WHAT THE EXERCISE ASKS
Retype everything from the start of the material down to the line that contains "x=377 y=304", with both ends included, keeping each line exactly as it appears.
##### MATERIALS PROVIDED #####
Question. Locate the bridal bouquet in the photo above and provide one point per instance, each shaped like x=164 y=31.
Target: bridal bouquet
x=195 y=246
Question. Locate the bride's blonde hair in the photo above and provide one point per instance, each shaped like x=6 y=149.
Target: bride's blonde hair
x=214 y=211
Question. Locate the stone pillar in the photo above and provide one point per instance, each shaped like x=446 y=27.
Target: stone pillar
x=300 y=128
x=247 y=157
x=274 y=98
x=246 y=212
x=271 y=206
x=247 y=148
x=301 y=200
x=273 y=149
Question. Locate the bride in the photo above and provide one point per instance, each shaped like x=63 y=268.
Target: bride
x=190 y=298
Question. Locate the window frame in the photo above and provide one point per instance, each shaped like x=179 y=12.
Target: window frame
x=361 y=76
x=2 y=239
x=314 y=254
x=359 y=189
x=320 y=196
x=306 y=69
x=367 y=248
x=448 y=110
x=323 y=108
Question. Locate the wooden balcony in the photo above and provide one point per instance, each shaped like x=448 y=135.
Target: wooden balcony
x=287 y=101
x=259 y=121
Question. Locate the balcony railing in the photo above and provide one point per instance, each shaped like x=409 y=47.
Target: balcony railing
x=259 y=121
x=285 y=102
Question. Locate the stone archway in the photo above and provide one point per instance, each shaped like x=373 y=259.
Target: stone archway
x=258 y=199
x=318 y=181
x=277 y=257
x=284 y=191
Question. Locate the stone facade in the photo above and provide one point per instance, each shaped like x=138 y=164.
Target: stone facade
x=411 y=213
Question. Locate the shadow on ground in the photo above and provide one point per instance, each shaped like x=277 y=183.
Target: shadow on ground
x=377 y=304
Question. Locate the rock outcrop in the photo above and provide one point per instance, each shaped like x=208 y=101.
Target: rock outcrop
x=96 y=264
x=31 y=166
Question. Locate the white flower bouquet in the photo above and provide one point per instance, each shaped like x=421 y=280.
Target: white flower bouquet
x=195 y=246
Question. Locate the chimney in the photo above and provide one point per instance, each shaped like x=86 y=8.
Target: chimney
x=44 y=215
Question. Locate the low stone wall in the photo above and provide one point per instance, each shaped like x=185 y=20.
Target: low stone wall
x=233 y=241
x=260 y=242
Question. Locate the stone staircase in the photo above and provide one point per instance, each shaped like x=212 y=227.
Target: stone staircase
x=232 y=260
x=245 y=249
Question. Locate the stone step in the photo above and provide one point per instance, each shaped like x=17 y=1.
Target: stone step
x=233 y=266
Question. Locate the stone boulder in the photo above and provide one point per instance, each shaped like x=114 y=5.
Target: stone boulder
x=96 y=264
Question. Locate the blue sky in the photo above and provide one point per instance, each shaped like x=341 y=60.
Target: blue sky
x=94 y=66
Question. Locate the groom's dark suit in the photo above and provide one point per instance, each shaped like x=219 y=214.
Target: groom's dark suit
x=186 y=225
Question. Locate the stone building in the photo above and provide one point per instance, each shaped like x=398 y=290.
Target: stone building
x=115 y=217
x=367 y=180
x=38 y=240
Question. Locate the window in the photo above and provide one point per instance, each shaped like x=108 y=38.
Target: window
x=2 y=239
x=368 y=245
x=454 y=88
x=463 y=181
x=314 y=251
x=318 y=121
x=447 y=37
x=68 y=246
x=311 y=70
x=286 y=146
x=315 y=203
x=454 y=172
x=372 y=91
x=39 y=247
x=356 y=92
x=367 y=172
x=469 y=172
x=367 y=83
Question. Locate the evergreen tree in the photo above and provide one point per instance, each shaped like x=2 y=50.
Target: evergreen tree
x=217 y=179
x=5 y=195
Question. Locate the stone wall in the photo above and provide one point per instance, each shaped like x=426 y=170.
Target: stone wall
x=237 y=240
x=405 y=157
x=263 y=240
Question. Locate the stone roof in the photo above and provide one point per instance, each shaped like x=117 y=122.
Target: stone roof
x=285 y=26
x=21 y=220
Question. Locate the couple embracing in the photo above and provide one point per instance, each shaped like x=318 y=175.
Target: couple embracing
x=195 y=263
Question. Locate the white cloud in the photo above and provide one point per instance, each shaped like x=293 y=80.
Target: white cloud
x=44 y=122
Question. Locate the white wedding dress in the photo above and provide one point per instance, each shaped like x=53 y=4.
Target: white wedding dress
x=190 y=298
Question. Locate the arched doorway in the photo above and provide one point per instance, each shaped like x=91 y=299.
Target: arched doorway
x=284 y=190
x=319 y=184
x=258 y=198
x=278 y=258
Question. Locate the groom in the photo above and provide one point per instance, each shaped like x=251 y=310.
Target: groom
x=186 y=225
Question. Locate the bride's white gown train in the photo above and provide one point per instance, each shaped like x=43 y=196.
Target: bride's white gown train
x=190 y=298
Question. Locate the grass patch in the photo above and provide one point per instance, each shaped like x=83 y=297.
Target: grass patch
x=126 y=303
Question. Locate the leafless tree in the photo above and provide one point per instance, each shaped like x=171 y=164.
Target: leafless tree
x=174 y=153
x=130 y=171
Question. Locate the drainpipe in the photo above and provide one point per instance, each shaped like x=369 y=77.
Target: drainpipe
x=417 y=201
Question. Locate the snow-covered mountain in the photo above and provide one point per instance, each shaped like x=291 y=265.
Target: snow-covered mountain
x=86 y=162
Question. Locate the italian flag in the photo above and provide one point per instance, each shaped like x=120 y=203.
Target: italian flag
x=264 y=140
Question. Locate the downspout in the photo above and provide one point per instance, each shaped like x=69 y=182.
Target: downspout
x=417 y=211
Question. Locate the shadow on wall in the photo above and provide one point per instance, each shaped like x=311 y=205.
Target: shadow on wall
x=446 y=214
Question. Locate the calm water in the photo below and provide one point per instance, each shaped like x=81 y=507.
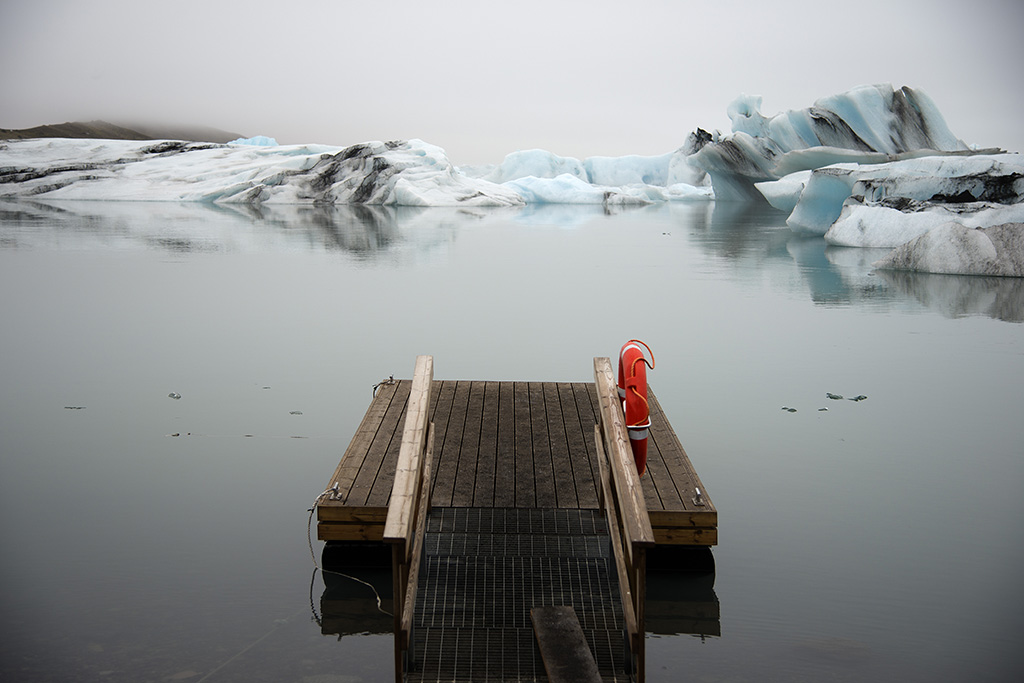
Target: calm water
x=881 y=540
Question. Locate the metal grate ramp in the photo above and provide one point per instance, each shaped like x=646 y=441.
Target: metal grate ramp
x=481 y=572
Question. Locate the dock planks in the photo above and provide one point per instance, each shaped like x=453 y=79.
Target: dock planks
x=509 y=444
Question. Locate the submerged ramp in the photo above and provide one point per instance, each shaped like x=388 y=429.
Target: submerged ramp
x=502 y=498
x=510 y=444
x=484 y=569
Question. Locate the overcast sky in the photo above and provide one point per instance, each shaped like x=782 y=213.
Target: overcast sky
x=481 y=79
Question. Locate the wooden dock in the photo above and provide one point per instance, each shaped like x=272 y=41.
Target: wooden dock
x=514 y=444
x=507 y=504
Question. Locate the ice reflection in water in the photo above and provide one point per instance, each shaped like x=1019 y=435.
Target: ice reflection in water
x=877 y=540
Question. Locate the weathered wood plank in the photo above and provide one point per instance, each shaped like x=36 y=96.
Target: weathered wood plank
x=367 y=457
x=678 y=464
x=627 y=482
x=342 y=531
x=359 y=515
x=585 y=397
x=382 y=456
x=619 y=552
x=449 y=459
x=440 y=417
x=470 y=456
x=369 y=427
x=561 y=455
x=525 y=493
x=408 y=476
x=563 y=648
x=413 y=579
x=483 y=493
x=544 y=477
x=505 y=466
x=699 y=536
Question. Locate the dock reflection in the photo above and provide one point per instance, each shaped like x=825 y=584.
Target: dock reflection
x=681 y=598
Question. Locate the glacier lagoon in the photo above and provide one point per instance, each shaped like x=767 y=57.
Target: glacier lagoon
x=154 y=538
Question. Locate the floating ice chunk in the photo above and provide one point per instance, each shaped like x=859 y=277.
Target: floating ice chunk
x=256 y=140
x=629 y=170
x=867 y=123
x=880 y=225
x=537 y=164
x=820 y=203
x=961 y=184
x=954 y=249
x=565 y=188
x=784 y=194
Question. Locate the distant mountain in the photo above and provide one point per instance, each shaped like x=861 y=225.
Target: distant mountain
x=110 y=131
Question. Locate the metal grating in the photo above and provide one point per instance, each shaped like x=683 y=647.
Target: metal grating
x=482 y=571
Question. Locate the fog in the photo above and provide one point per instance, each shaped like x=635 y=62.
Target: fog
x=484 y=79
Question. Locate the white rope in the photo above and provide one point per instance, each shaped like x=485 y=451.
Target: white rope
x=334 y=492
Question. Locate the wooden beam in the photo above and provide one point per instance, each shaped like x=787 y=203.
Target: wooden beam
x=398 y=527
x=343 y=531
x=421 y=526
x=635 y=519
x=563 y=647
x=625 y=585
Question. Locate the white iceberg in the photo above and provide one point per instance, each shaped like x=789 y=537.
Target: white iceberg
x=537 y=164
x=884 y=205
x=954 y=249
x=869 y=123
x=256 y=140
x=411 y=172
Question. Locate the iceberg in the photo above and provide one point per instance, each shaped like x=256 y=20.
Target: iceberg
x=885 y=205
x=868 y=124
x=537 y=164
x=257 y=140
x=954 y=249
x=409 y=172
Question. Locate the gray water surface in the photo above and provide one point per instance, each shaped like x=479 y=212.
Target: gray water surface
x=147 y=538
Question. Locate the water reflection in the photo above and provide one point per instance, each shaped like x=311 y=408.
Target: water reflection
x=750 y=240
x=957 y=296
x=348 y=607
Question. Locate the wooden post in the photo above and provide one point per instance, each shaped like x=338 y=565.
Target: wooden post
x=400 y=525
x=625 y=503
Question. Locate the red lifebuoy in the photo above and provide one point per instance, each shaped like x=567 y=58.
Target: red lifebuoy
x=633 y=392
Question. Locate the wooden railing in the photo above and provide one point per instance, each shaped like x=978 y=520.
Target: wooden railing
x=408 y=508
x=622 y=498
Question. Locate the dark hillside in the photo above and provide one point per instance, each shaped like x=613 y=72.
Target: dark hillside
x=110 y=131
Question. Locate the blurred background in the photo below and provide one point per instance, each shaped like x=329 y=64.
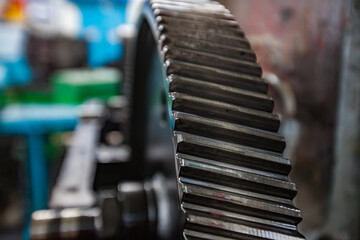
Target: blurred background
x=56 y=54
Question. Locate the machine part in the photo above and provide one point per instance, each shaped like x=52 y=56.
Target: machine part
x=72 y=188
x=137 y=210
x=69 y=223
x=198 y=90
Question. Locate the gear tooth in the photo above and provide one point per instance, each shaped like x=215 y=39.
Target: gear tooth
x=228 y=132
x=226 y=112
x=233 y=179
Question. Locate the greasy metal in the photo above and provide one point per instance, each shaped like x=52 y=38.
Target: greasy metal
x=69 y=223
x=74 y=184
x=232 y=179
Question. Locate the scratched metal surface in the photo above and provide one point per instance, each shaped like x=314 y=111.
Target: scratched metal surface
x=301 y=41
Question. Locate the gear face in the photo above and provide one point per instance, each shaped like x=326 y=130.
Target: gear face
x=232 y=178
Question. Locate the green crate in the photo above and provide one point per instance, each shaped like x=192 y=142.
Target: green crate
x=78 y=85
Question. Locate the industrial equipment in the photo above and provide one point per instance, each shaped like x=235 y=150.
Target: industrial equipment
x=191 y=151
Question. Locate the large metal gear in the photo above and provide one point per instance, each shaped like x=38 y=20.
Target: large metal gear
x=202 y=159
x=196 y=71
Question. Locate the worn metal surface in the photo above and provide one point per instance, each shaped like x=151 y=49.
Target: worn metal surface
x=233 y=179
x=74 y=184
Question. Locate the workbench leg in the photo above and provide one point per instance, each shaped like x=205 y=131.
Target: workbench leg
x=38 y=176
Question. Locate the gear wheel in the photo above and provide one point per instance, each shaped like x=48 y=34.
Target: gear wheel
x=232 y=178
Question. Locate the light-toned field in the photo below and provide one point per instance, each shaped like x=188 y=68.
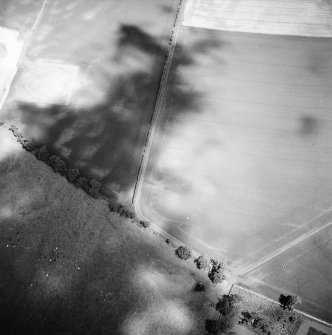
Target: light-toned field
x=88 y=80
x=69 y=266
x=303 y=270
x=241 y=159
x=281 y=17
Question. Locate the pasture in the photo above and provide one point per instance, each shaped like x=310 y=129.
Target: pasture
x=88 y=80
x=240 y=165
x=303 y=270
x=69 y=266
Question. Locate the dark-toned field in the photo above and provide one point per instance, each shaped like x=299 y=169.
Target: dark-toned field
x=88 y=80
x=69 y=266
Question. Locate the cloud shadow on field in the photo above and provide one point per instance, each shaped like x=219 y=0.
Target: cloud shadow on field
x=106 y=140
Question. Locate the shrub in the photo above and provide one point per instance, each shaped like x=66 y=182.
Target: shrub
x=199 y=287
x=201 y=262
x=72 y=175
x=42 y=154
x=57 y=164
x=228 y=304
x=94 y=188
x=217 y=272
x=145 y=224
x=287 y=302
x=29 y=145
x=183 y=252
x=82 y=182
x=212 y=326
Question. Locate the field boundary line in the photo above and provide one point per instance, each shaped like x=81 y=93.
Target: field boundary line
x=276 y=302
x=158 y=105
x=285 y=247
x=32 y=30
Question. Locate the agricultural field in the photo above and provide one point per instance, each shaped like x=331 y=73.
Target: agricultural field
x=281 y=17
x=88 y=79
x=303 y=270
x=70 y=266
x=240 y=162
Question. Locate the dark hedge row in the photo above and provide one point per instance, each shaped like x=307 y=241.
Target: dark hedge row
x=74 y=176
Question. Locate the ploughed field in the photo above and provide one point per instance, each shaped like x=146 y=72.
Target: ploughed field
x=241 y=161
x=88 y=80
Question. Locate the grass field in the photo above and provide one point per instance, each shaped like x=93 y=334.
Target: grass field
x=88 y=80
x=246 y=161
x=303 y=270
x=69 y=266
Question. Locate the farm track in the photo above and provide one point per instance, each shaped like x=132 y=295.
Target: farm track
x=245 y=270
x=157 y=109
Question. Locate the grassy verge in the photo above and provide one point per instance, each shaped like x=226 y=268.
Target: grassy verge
x=69 y=265
x=264 y=316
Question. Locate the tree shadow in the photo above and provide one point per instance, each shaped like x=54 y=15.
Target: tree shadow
x=76 y=268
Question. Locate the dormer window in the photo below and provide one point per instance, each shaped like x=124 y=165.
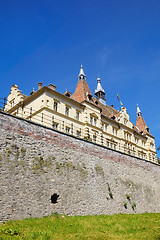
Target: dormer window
x=89 y=97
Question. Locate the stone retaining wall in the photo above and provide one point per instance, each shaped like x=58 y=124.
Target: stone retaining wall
x=43 y=171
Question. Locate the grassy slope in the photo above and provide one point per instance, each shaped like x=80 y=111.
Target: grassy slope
x=121 y=226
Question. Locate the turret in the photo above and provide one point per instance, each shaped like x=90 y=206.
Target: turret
x=139 y=113
x=81 y=76
x=100 y=93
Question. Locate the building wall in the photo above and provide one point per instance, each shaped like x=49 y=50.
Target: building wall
x=119 y=134
x=38 y=162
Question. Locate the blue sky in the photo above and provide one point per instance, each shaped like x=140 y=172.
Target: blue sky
x=48 y=40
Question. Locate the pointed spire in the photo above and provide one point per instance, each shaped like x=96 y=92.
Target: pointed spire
x=81 y=74
x=140 y=123
x=99 y=92
x=139 y=113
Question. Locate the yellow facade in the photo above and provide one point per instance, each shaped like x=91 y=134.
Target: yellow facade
x=82 y=119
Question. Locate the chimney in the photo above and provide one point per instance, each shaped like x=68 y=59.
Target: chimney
x=53 y=87
x=39 y=85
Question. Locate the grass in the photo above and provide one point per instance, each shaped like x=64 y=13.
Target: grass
x=118 y=226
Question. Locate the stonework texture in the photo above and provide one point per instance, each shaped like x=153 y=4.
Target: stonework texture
x=37 y=162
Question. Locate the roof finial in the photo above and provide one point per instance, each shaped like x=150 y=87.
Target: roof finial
x=81 y=74
x=139 y=113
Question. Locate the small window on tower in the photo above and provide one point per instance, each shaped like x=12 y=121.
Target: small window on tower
x=55 y=106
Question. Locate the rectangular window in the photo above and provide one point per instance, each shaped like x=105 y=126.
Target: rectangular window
x=67 y=129
x=91 y=120
x=67 y=111
x=55 y=126
x=55 y=106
#####
SOLUTION FOR THIS TASK
Question. Locate the bridal bouquet in the photo above and provide one point per instance, each shaped like x=164 y=31.
Target: bridal bouquet
x=195 y=246
Question. Locate the bride's blonde hair in the photo above and provide one point per instance, each shaped like x=6 y=149.
Target: bride's blonde hair
x=214 y=211
Question. Locate the stone pillar in the photo above and provide one point per instance, each shaped like x=446 y=27.
Target: stone pillar
x=300 y=128
x=247 y=157
x=274 y=98
x=246 y=212
x=271 y=206
x=247 y=148
x=301 y=200
x=273 y=149
Question. Locate the bride in the photo above and provide one point per instance, each shaped like x=63 y=268.
Target: bride
x=190 y=298
Question. Locate the window frame in the photo above and provide one point per instance, each shaped like x=179 y=12.
Target: window frame
x=361 y=76
x=2 y=239
x=314 y=254
x=359 y=189
x=320 y=196
x=306 y=69
x=367 y=248
x=448 y=110
x=323 y=108
Question. Locate the wooden balcony in the photo above and provide one point per instance, each shaped like x=448 y=135.
Target: wooden balcony
x=287 y=101
x=259 y=121
Question. Locate the balcony railing in the photo above and provide one point per instance, each shaped like x=409 y=47.
Target: balcony railing
x=259 y=121
x=285 y=102
Question. Locate the stone archway in the photo above and provide one point per instance, each shaped like x=373 y=259.
Target: stone archway
x=258 y=199
x=318 y=181
x=277 y=257
x=284 y=191
Question. Locate the stone facade in the photo above and provide one point per instance, each shaped like x=138 y=164.
Target: stone facade
x=411 y=213
Question. Locate the shadow on ground in the photo above and provide one point per instance, each shaped like x=277 y=183.
Target: shadow on ground
x=377 y=304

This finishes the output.